Work required:
From the material that follows, please give the number of lines containing the string "instance", and that number alone.

Dataset content:
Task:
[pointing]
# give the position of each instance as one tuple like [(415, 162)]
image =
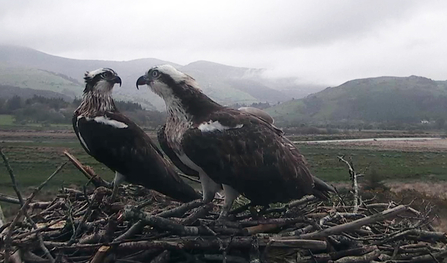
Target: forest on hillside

...

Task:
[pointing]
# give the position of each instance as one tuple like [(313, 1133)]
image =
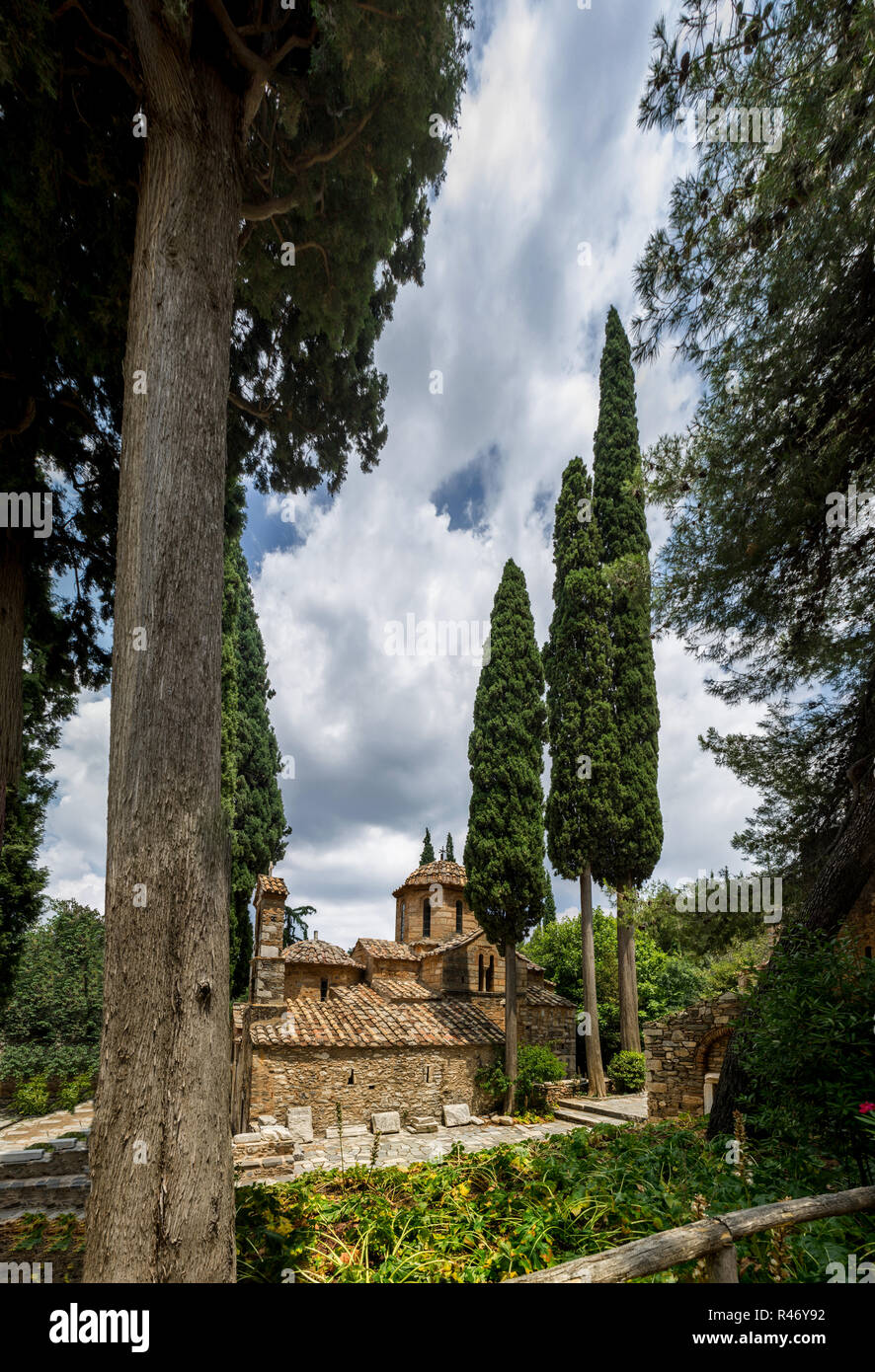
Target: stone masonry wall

Output below:
2